Extrait fourni
· · · · · · ·

20. Les parties se doivent de coopérer notamment en s’informant mutuellement, en tout temps, des faits et des éléments susceptibles de favoriser un débat loyal et en s’assurant de préserver les éléments de preuve pertinents.
 
Elles doivent notamment, au temps prévu par le Code ou le protocole de l’instance, s’informer des faits sur lesquels elles fondent leurs prétentions et des éléments de preuve qu’elles entendent produire.
 
 
108. Les parties, ainsi que les avocats ou, dans les procédures non contentieuses, les notaires qui les représentent, doivent veiller à ce que les pièces et autres documents qui comportent des éléments d’identification généralement tenus pour confidentiels soient produits sous une forme propre à assurer le caractère confidentiel de l’information.

· · · · · · ·

Consignes de l'exercice
[A] D'après l'extrait sur les obligations des parties, sous quelle forme faut-il produire les pièces comportant des éléments d'identification généralement tenus pour confidentiels ?
[B] Reprenez l'extrait sur les obligations des parties juste après sa dernière phrase.

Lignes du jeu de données
· · · · · · ·

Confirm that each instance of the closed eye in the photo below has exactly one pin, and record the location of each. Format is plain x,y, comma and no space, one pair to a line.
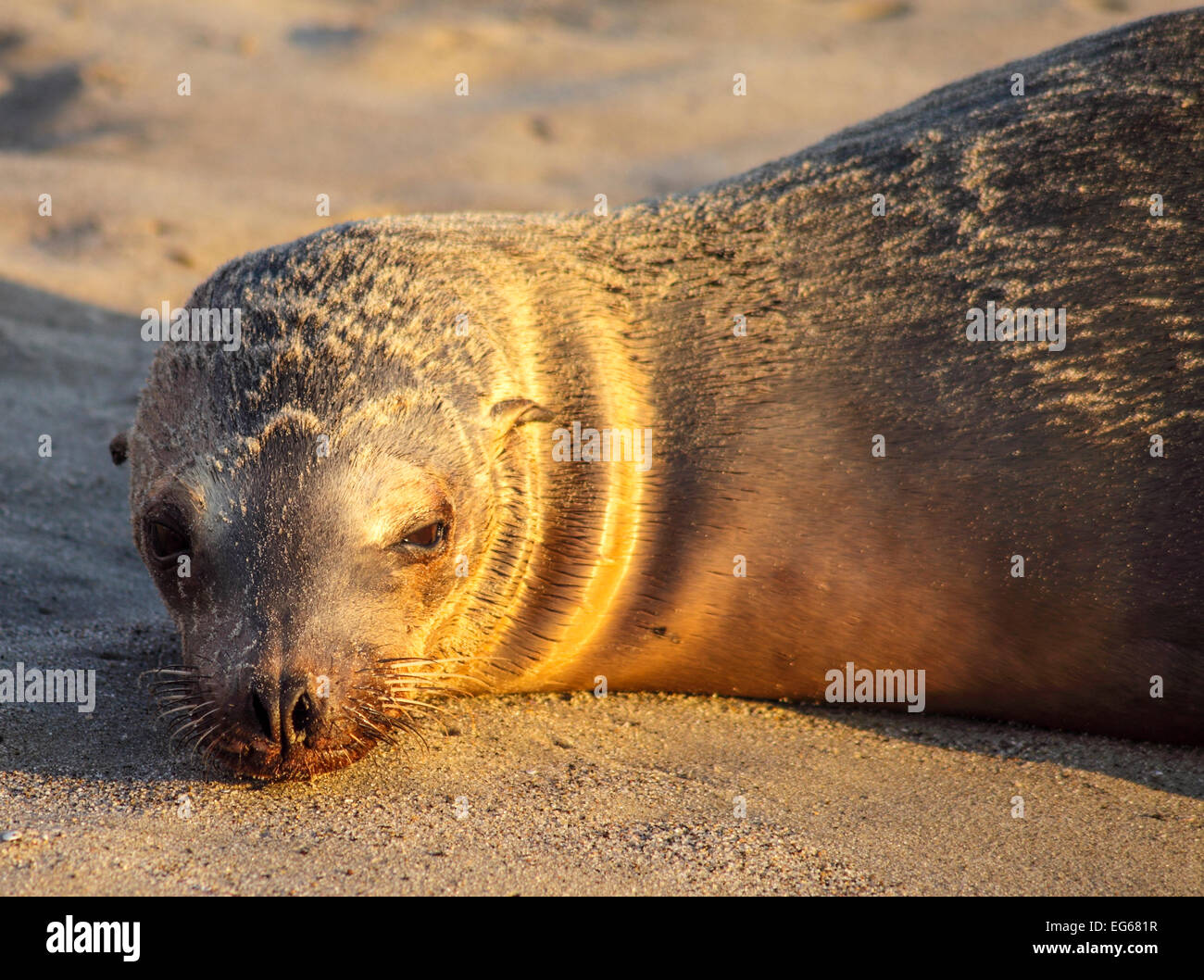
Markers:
429,536
165,541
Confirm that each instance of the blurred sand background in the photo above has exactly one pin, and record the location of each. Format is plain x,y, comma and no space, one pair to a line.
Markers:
631,794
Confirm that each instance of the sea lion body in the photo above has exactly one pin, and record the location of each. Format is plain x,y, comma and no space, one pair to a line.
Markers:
759,338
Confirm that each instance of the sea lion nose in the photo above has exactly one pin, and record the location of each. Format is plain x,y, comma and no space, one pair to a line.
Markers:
288,713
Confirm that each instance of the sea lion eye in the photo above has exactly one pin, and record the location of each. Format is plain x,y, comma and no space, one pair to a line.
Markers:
428,536
165,541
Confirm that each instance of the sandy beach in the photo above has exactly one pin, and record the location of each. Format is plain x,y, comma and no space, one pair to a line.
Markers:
531,795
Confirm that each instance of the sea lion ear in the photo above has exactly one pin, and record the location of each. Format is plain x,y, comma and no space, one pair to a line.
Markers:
514,412
119,448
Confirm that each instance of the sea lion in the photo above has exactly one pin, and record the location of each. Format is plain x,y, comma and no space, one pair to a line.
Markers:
731,441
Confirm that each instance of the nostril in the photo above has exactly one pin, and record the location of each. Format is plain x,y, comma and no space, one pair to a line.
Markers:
302,714
261,717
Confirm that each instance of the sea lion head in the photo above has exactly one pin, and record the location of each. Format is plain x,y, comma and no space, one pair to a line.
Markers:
333,509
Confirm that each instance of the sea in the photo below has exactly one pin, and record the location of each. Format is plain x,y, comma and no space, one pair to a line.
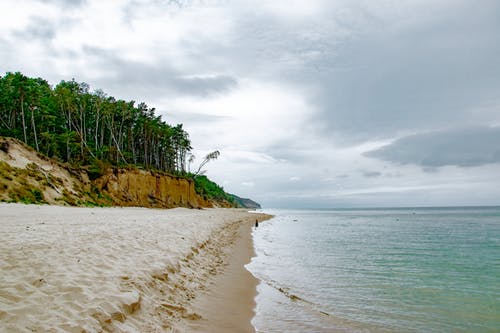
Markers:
378,270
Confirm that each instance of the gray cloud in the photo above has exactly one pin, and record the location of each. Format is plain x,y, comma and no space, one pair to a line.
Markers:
371,174
461,147
437,71
154,80
38,28
65,3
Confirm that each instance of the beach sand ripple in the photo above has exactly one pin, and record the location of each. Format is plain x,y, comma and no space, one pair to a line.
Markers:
109,269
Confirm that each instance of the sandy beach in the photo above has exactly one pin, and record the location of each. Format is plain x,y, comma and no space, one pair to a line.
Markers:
66,269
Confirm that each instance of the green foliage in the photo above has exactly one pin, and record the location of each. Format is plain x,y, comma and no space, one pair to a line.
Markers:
210,190
73,124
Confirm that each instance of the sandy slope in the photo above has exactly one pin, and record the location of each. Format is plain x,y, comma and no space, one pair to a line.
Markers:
67,269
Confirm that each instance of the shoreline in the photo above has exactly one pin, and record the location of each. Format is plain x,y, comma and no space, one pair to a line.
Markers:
229,303
125,269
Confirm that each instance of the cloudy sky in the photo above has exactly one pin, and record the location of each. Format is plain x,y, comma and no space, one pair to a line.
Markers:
312,103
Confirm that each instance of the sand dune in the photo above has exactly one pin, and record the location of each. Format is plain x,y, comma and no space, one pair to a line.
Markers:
109,269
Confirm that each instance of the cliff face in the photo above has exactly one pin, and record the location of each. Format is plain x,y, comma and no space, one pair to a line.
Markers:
148,189
27,176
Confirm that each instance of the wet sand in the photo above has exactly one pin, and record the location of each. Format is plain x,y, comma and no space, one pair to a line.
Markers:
125,269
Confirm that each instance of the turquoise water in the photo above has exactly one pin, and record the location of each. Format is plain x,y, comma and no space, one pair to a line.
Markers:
387,270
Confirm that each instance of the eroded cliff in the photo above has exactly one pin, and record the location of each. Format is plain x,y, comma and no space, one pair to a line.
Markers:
27,176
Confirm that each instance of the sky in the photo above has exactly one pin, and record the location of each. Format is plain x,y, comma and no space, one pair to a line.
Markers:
318,103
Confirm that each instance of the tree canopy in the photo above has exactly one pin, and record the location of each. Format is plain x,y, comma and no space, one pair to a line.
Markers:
71,123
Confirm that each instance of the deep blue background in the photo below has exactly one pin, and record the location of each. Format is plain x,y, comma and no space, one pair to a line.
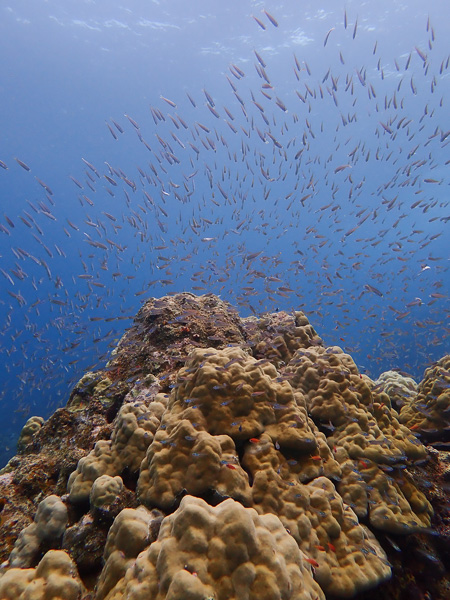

· · · · · · ·

Réponses par consigne
[A] Sous une forme propre à assurer le caractère confidentiel de l'information.

[B]
Tout document ou élément matériel de preuve produit au dossier à titre de pièce doit y demeurer jusqu’à la fin de l’instance, à moins que toutes les parties ne consentent à son retrait. Les parties doivent, une fois l’instance terminée, reprendre possession des pièces qu’elles ont produites; à défaut, le greffier, un an après la date du jugement passé en force de chose jugée ou de l’acte qui met fin à l’instance, peut les détruire. Dans l’un et l’autre cas, le juge en chef du tribunal concerné peut surseoir à la destruction des pièces s’il considère qu’elles peuvent encore être utiles.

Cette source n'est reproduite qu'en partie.